#### TEXT EXCERPT
━━━━━━━━━━

A CELP coder signal S_COD,CELP (corresponding to the signal S_G) is decoded by means of a full-band CELP decoder DEC_GES,CELP. The decoded signal S_CELP is forwarded on the one hand to a (first) energy envelope determination unit GE1 for determining the associated envelope ENV_CELP, on the other hand to a TDAC (Time domain aliasing cancellation) Coder COD_TDAC. The TDAC coding is an example of a transform coding.

The coded signal S_COD,CELP,TDAC is routed, together with the transform coding signal S_COD,TDAC originating from the receiver side (corresponding to the signal S_Z), to a transform decoder DEC_TDAC in order to create a decoded signal S_TDAC. The associated energy envelope ENV_TDAC is also determined from this decoded signal S_TDAC in a (second) energy envelope determination unit GE2. In a ratio determination unit D the ratio R of the energy envelopes to each other is determined as a code for each time segment. In a condition establishment unit BFE it is established whether the ratio R has a defined minimum spacing of 1 (1: both energy envelope curves are the same), i.e. the levels of the signals are the same or at least only deviate from each other by a predetermined percentage.

The result is then a gain factor or attenuation factor G which, in the case shown, is the same as the ratio R (code) with which the transform-decoded signal contribution S_TDAC is multiplied in a multiplication device M in order to obtain a final reduced-noise signal S_OUT. In more precise terms, it is assumed for example that the ratio R is formed by R=ENV_CELP/ENV_TDAC, and if it has been determined that this ratio may not fall below a predetermined threshold value SW, when the ratio falls below the threshold value SW, the transform-decoded signal contribution S_TDAC is multiplied by a gain factor G, for example G=R, which leads to an attenuation of the signal contribution S_TDAC. It is further possible, in the event that the threshold value SW is not undershot, to assign the value “1” to the gain factor G, so that for a multiplication of the signal contribution S_TDAC, which can then be undertaken in any event, the value S_TDAC remains unchanged.

━━━━━━━━━━

#### GIVEN INSTRUCTION 1
In the passage on CELP and TDAC coding, what value is assigned to the gain factor G when the threshold value SW is not undershot?
The records are unrelated to the text.

#### DATASET RECORDS
━━━━━━━━━━

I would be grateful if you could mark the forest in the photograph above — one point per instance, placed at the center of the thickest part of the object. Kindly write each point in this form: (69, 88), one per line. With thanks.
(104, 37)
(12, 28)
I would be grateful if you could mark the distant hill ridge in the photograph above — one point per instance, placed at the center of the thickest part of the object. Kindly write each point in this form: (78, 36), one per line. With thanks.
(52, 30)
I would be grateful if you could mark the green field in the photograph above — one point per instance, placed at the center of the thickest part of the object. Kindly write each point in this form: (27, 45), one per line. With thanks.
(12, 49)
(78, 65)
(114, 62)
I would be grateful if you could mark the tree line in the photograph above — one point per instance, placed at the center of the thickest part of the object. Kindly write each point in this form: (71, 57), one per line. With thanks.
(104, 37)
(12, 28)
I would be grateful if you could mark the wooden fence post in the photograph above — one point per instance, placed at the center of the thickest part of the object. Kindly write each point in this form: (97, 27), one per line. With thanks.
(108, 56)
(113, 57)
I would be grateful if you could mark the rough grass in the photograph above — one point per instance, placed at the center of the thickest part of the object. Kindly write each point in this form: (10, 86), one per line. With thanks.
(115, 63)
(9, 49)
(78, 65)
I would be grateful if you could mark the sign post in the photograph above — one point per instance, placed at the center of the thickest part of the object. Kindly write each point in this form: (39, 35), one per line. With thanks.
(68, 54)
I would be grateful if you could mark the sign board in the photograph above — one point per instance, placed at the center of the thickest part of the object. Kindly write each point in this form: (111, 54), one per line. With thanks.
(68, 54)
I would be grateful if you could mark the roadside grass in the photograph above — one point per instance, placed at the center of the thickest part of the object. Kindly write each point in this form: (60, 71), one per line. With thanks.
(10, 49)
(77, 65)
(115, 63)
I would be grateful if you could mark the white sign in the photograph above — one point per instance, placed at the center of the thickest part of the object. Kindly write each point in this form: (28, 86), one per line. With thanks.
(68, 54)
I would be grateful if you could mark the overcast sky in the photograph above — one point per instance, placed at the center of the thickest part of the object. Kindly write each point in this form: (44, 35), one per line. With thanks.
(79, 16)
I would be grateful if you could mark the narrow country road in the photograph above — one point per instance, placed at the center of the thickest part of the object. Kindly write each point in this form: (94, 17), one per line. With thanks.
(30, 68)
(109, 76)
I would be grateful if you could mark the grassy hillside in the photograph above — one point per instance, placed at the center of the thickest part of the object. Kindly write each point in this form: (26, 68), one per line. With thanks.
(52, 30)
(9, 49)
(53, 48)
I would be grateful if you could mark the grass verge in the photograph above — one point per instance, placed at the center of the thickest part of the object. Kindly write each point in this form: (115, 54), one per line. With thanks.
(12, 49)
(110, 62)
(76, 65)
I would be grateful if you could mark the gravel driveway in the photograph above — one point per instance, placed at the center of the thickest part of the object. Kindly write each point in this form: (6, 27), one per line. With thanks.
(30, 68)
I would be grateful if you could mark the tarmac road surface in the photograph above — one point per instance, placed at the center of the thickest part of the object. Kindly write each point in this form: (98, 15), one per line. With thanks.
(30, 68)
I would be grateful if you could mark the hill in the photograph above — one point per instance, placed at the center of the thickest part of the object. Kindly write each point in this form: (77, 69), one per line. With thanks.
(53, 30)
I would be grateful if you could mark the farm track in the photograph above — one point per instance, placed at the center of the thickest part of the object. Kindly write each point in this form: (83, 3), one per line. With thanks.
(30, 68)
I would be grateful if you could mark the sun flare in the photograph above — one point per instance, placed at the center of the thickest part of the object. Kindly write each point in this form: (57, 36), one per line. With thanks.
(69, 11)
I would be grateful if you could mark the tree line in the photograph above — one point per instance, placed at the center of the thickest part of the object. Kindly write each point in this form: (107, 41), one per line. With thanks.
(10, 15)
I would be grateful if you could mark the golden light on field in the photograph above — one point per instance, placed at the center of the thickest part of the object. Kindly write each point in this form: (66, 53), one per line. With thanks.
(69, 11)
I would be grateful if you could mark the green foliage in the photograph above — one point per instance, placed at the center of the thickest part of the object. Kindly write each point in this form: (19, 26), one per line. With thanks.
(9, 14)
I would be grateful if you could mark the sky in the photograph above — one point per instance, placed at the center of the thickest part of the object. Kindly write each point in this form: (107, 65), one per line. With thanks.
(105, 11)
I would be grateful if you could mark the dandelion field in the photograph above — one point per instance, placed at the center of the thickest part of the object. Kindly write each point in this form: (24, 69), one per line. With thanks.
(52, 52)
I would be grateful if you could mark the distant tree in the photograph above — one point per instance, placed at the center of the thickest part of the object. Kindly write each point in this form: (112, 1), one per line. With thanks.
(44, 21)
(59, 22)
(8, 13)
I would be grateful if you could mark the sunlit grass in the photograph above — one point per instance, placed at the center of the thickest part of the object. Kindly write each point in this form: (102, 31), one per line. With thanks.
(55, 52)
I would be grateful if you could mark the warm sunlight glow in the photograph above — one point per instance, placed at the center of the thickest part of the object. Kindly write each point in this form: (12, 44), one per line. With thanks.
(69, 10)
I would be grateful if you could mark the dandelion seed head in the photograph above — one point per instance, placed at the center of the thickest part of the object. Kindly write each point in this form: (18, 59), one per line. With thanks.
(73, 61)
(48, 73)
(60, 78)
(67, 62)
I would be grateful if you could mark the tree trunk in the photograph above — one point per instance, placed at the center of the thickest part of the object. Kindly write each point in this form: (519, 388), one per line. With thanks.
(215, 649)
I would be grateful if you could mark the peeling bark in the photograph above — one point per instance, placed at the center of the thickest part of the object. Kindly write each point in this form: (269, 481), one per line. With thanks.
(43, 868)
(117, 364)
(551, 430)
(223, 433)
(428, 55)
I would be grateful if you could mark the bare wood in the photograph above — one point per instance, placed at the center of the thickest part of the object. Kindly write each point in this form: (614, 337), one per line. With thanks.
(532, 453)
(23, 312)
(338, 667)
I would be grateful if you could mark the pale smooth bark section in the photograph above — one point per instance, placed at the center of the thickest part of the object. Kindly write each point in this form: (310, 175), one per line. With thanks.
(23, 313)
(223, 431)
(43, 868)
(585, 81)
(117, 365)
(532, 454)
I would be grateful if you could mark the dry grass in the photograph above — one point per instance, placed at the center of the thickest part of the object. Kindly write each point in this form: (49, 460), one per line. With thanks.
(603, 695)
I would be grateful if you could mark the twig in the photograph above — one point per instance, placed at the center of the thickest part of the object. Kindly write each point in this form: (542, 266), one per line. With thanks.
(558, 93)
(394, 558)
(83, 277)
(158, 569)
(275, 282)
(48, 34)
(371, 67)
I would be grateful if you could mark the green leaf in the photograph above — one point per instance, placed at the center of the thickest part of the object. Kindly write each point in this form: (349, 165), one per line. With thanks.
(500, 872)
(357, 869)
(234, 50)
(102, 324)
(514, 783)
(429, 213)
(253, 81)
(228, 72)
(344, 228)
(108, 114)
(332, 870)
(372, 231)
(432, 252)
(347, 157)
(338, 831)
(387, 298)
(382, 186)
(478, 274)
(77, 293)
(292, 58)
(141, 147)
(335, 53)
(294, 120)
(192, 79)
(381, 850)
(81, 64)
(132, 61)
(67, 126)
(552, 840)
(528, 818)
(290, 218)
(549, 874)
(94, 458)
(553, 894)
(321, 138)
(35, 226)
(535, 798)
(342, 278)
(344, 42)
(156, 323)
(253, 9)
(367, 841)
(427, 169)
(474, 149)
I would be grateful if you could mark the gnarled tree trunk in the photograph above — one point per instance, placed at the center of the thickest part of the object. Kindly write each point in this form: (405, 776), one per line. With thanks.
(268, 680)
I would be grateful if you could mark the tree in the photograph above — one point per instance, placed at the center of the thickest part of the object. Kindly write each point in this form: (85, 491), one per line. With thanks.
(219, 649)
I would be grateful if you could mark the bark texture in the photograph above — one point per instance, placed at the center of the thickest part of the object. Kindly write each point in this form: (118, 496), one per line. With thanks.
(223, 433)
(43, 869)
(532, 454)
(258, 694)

━━━━━━━━━━

#### GIVEN INSTRUCTION 2
Count the lines of the records that contain the string "grassy", treating uppercase and lowercase as different. Reply with the number only.

#### WORKED SOLUTION 1
The value 1.

#### WORKED SOLUTION 2
1